EXERCISE
Copy out every line of text from the data below exactly as it appears, leaving out the pictures.

RAW RECORDS

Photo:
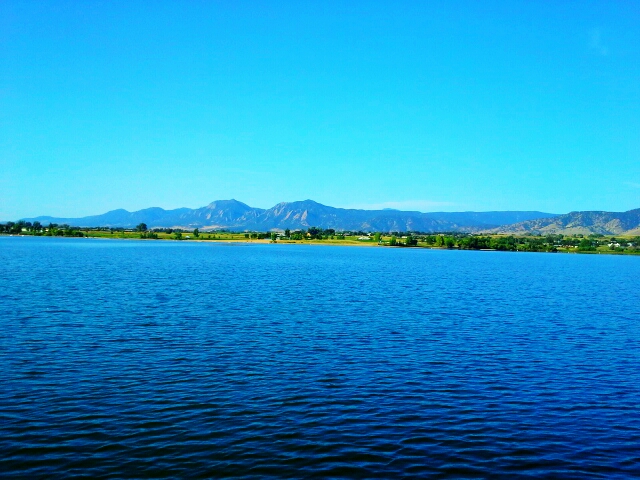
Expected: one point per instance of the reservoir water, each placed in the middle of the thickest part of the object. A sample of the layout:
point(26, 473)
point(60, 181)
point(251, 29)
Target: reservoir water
point(143, 359)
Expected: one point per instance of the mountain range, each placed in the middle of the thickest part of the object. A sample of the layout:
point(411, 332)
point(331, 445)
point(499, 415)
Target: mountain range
point(237, 216)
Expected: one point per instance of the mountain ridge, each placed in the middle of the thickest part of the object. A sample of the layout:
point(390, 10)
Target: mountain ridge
point(238, 216)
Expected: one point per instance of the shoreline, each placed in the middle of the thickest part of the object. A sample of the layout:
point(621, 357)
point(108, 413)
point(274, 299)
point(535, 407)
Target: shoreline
point(326, 243)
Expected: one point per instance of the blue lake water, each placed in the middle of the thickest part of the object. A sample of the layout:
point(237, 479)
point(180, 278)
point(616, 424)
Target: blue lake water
point(196, 360)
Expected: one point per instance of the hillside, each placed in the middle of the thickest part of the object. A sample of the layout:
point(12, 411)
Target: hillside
point(237, 216)
point(605, 223)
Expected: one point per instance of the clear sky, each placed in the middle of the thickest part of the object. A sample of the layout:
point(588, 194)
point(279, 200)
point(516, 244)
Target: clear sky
point(431, 106)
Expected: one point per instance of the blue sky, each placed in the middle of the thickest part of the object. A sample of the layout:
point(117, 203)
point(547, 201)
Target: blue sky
point(431, 106)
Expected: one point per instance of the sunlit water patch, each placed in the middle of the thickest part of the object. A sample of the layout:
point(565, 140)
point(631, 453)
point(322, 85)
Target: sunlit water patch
point(177, 359)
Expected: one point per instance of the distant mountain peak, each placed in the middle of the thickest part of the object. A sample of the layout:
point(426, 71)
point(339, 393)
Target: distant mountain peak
point(238, 216)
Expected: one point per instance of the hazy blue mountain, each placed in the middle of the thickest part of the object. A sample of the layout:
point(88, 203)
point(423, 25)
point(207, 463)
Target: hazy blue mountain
point(606, 223)
point(238, 216)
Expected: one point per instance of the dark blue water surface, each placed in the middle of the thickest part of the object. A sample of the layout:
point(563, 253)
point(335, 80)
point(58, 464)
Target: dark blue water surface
point(173, 359)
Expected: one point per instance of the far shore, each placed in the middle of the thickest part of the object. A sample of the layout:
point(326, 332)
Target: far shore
point(235, 238)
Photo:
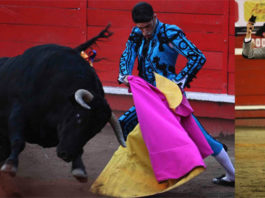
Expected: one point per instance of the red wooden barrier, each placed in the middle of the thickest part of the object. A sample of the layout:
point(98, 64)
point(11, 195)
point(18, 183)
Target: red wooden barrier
point(208, 24)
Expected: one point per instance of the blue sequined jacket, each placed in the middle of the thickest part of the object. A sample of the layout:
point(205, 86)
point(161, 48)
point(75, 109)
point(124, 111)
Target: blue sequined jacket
point(166, 43)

THE RESPONSE
Photo:
Expected: one point per instance of the reservoir water, each placed in the middle of the thickest part of the object. A sample of the layout:
point(26, 473)
point(60, 181)
point(251, 29)
Target: reservoir water
point(143, 359)
Expected: one point per instance of the mountain range, each placed in the middle of the thickest part of the object. A sample of the layout:
point(411, 332)
point(331, 445)
point(499, 415)
Target: mountain range
point(237, 216)
Expected: one point per instance of the mountain ridge, each placed in the middle of the thickest part of the object. A sample of the layout:
point(390, 10)
Target: mountain ridge
point(238, 216)
Expected: one point per instance of the shoreline, each placed in the middle of the thickest part of the object. A sample of the layout:
point(621, 357)
point(108, 413)
point(274, 299)
point(535, 407)
Target: shoreline
point(326, 243)
Expected: one point per instance of the blue lake water, each placed in the middle of the thickest part of the object. A sample of the layout:
point(237, 479)
point(180, 278)
point(616, 424)
Target: blue lake water
point(196, 360)
Expected: one point per instance of the hillside, each placed in the middle of the thickest part of the object. A sample of the layout:
point(12, 411)
Target: hillside
point(237, 216)
point(605, 223)
Expected: one point per instance of the clear sky, each placed in the middle of the thickest part of the object. A sample of the layout:
point(588, 194)
point(279, 200)
point(516, 244)
Target: clear sky
point(431, 106)
Expected: one point per instance of the blue sky, each placed in the middle of the thickest part of the object. A sample of the layout:
point(117, 203)
point(547, 201)
Target: blue sky
point(431, 106)
Expected: one point per instance of the sunlit water patch, each placed in the middle of the thickest part of the object. A sample of the layout:
point(565, 140)
point(631, 453)
point(322, 85)
Target: sunlit water patch
point(177, 359)
Expected: one point per instance of the distant mountain peak, each placed in the middle of the thickest part of the object. A sample of the layout:
point(426, 71)
point(339, 393)
Target: distant mountain peak
point(238, 216)
Expected: one point per instance of the hazy blue mountain, each placed in the middle of the thickest part of the object. A sample of the layout:
point(88, 203)
point(423, 25)
point(207, 463)
Target: hazy blue mountain
point(606, 223)
point(238, 216)
Expected: one point per instance of the dark blue water surface, each placed in the middle of the thickest part of the object. A sample of the layout:
point(563, 253)
point(335, 80)
point(58, 464)
Target: dark blue water surface
point(173, 359)
Expected: one point per instance of the far shore, each placed in the middle of the thickest part of the object. A sample of the layout:
point(326, 332)
Target: far shore
point(235, 238)
Photo:
Expected: one point per instance of the red wooden barrier, each placed in the middle of the thickest part of the object. A sample of the layout:
point(98, 64)
point(11, 195)
point(18, 183)
Target: red wooden barrier
point(208, 24)
Expected: one point per instance of the blue sequined jacket, each placed in the middle of the thickest part of the object. A sample of the layout:
point(205, 86)
point(161, 48)
point(75, 109)
point(124, 111)
Target: blue sequined jacket
point(166, 43)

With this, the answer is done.